## TASK PROMPT:
Arrange the rows from the line containing "Could you please point out the mossy" through the end of the rows as a two-column CSV headed request and points, with one CSV line per request. Put the request text and its answer each in a single quoted field, replace line breaks with spaces, and leave out the pictures.

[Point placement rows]
......

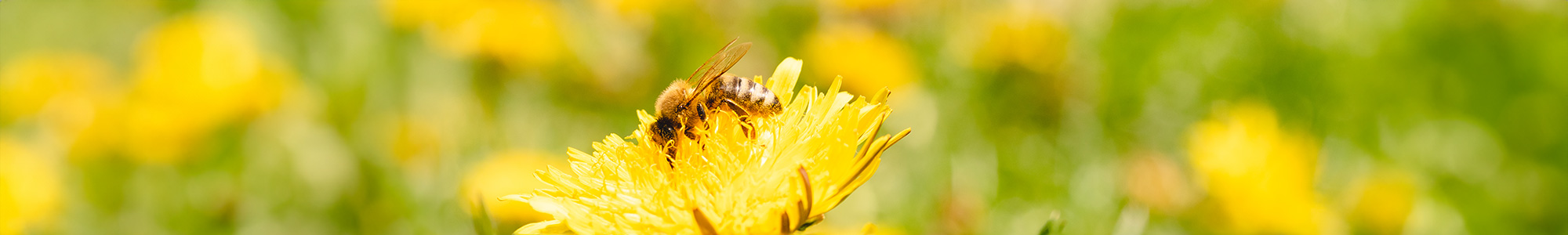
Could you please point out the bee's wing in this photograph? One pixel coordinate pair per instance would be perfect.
(716, 67)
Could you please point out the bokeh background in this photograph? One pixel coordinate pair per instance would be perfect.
(1112, 117)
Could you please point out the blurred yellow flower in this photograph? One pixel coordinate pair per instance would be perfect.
(42, 79)
(873, 59)
(1028, 40)
(800, 165)
(29, 189)
(515, 32)
(195, 74)
(1258, 175)
(1384, 203)
(67, 93)
(641, 13)
(498, 178)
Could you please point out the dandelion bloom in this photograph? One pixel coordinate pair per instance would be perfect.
(1260, 176)
(194, 76)
(799, 165)
(31, 189)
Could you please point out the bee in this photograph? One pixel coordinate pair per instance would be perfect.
(686, 104)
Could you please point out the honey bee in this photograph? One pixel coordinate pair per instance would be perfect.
(683, 107)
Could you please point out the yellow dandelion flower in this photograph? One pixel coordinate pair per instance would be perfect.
(1384, 203)
(67, 93)
(871, 57)
(1028, 40)
(35, 81)
(29, 189)
(1260, 176)
(800, 164)
(496, 178)
(195, 74)
(517, 32)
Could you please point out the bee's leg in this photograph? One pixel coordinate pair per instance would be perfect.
(746, 118)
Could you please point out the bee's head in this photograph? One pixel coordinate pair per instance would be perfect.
(664, 131)
(670, 101)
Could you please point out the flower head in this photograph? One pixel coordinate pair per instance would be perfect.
(515, 32)
(1260, 176)
(780, 179)
(195, 74)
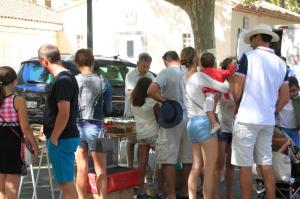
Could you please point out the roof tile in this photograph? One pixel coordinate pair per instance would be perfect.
(24, 10)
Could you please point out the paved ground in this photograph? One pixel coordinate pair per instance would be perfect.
(44, 192)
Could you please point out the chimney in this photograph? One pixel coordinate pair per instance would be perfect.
(48, 3)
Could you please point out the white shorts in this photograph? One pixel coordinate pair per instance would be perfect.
(173, 145)
(251, 143)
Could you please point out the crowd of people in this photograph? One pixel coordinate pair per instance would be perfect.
(192, 112)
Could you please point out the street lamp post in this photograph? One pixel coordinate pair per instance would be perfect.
(90, 24)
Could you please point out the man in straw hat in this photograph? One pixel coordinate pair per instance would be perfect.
(260, 89)
(172, 145)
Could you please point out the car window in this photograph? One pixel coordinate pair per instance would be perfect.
(114, 72)
(33, 72)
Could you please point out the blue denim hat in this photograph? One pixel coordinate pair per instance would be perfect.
(170, 114)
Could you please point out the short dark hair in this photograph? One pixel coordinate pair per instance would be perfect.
(187, 56)
(293, 81)
(266, 38)
(208, 60)
(225, 63)
(145, 56)
(84, 57)
(7, 76)
(170, 56)
(51, 52)
(139, 93)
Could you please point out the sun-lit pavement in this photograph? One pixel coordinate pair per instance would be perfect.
(44, 191)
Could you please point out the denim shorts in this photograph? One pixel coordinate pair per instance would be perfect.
(294, 135)
(225, 137)
(199, 129)
(150, 140)
(62, 157)
(89, 132)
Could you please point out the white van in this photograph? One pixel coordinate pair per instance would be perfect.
(288, 46)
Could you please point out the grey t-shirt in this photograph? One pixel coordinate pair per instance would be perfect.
(91, 88)
(170, 81)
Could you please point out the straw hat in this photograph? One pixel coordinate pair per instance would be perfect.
(170, 114)
(261, 29)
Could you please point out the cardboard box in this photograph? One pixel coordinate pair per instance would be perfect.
(118, 178)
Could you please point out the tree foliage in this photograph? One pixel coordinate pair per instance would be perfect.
(201, 14)
(293, 5)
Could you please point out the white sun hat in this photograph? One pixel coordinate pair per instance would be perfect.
(261, 29)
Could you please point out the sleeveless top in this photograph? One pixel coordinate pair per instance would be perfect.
(90, 100)
(10, 144)
(8, 112)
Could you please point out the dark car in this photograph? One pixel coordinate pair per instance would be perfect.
(33, 81)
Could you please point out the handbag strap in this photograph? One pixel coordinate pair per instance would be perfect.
(13, 130)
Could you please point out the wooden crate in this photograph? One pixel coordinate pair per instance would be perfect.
(119, 125)
(125, 193)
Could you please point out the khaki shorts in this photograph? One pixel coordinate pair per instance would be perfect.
(131, 139)
(173, 145)
(251, 144)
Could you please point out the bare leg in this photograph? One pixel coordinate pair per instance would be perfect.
(170, 172)
(210, 158)
(195, 171)
(246, 182)
(143, 161)
(269, 180)
(229, 173)
(186, 173)
(69, 190)
(100, 168)
(219, 169)
(214, 123)
(161, 181)
(130, 154)
(12, 183)
(82, 171)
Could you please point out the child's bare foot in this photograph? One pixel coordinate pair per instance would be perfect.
(215, 127)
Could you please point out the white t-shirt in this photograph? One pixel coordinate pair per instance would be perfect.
(295, 71)
(170, 81)
(131, 79)
(287, 116)
(192, 92)
(146, 124)
(264, 74)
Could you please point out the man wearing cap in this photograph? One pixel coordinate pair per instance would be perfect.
(142, 70)
(260, 89)
(166, 88)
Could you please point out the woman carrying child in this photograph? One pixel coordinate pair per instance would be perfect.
(287, 119)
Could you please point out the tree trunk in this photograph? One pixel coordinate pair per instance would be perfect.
(282, 3)
(201, 14)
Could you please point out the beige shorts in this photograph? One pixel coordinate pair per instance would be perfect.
(251, 144)
(132, 139)
(150, 140)
(173, 145)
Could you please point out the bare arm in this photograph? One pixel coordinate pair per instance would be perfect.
(61, 120)
(283, 97)
(238, 87)
(154, 92)
(21, 108)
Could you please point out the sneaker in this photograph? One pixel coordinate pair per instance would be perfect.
(142, 196)
(216, 128)
(161, 196)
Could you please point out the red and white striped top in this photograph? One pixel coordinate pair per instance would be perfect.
(8, 111)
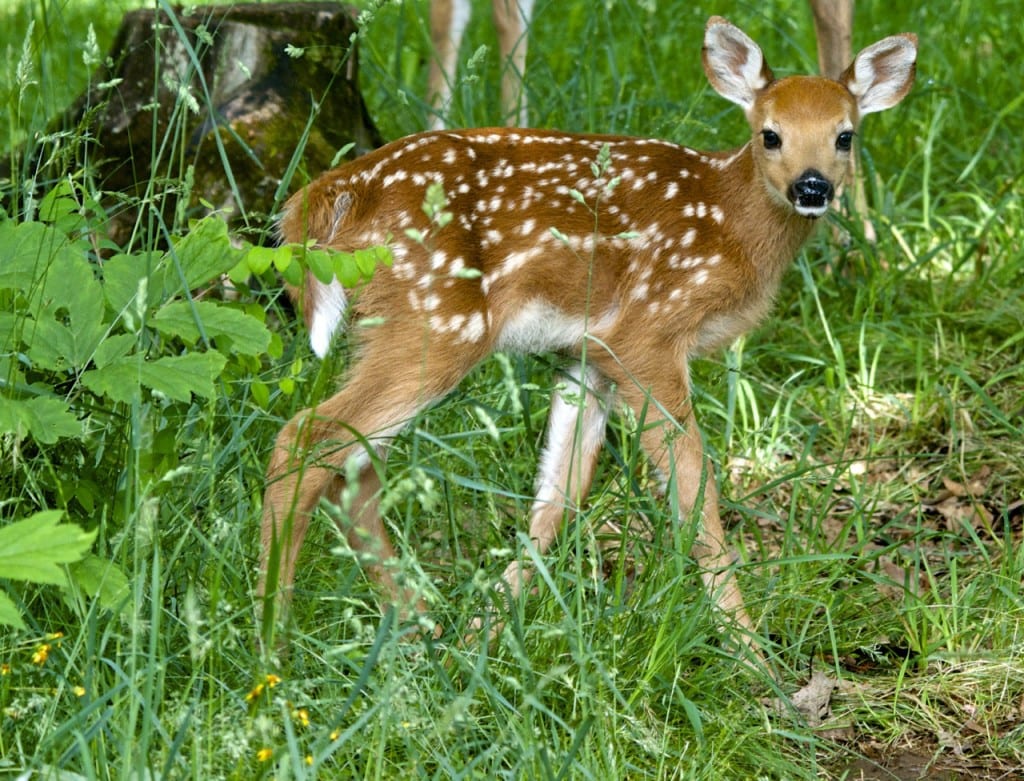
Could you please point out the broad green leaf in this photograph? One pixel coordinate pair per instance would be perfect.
(259, 258)
(320, 263)
(248, 336)
(114, 347)
(176, 377)
(26, 250)
(204, 254)
(44, 419)
(9, 614)
(101, 579)
(35, 548)
(122, 274)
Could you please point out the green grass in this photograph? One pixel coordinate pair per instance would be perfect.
(868, 438)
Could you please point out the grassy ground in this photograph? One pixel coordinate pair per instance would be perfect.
(868, 438)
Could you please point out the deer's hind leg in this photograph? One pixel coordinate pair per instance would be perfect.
(397, 376)
(576, 433)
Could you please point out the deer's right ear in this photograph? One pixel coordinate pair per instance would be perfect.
(735, 66)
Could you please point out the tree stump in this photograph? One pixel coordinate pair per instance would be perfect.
(220, 104)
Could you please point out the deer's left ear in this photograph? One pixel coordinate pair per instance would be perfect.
(883, 74)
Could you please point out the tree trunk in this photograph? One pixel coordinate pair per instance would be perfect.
(220, 104)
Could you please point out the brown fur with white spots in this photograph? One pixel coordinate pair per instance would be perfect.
(673, 252)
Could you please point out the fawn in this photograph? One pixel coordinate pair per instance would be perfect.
(626, 255)
(511, 19)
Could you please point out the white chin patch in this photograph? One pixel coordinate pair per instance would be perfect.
(811, 212)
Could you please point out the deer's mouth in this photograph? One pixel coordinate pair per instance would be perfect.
(811, 193)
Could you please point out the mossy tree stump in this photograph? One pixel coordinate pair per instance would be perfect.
(214, 106)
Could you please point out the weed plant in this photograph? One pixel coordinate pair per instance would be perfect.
(868, 439)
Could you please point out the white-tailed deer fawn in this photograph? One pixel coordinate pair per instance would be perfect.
(626, 255)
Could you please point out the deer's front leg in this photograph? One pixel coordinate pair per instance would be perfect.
(673, 442)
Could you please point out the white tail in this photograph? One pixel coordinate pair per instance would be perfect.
(627, 255)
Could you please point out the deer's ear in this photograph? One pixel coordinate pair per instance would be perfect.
(735, 66)
(883, 74)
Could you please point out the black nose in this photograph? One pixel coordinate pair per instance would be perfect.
(811, 193)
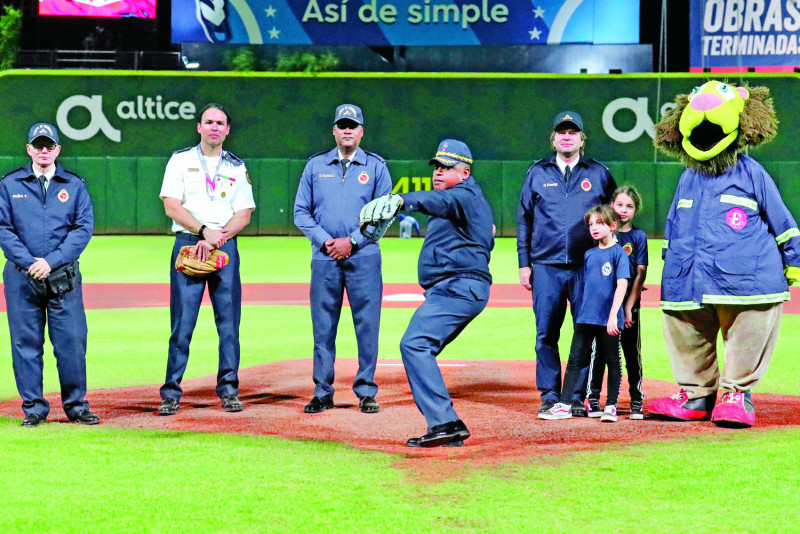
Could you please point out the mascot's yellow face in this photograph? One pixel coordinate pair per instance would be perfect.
(710, 123)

......

## COMPLETED EXERCISE:
request,points
"Could you please point out the mossy tree stump in this photograph? One pixel coordinate pair per instance would be perfect.","(214, 106)"
"Could you please point out the weed plant in this photograph? One pixel coordinate pair per instance would be perfect.","(868, 439)"
"Could you please point out the white-tailed deer fawn in this photograph? One pixel coordinate pair per instance would be perfect.","(626, 255)"
"Could you please point out the deer's front leg in this photograph? One pixel coordinate pair per instance would be perfect.","(673, 442)"
"Could you please point out the white tail in this photograph? One pixel coordinate pair per instance would be perfect.","(627, 255)"
"Could you please point out the deer's ear in this photograph? One pixel coordinate pair per instance would be perfect.","(735, 66) (883, 74)"
"Could you please point out the black nose in this photograph? One pixel coordinate pair per instance would be perfect.","(811, 193)"
"Could you please point out the mascot's yellow face in this photograph? One pixel coordinate pair per instance would be perfect.","(710, 123)"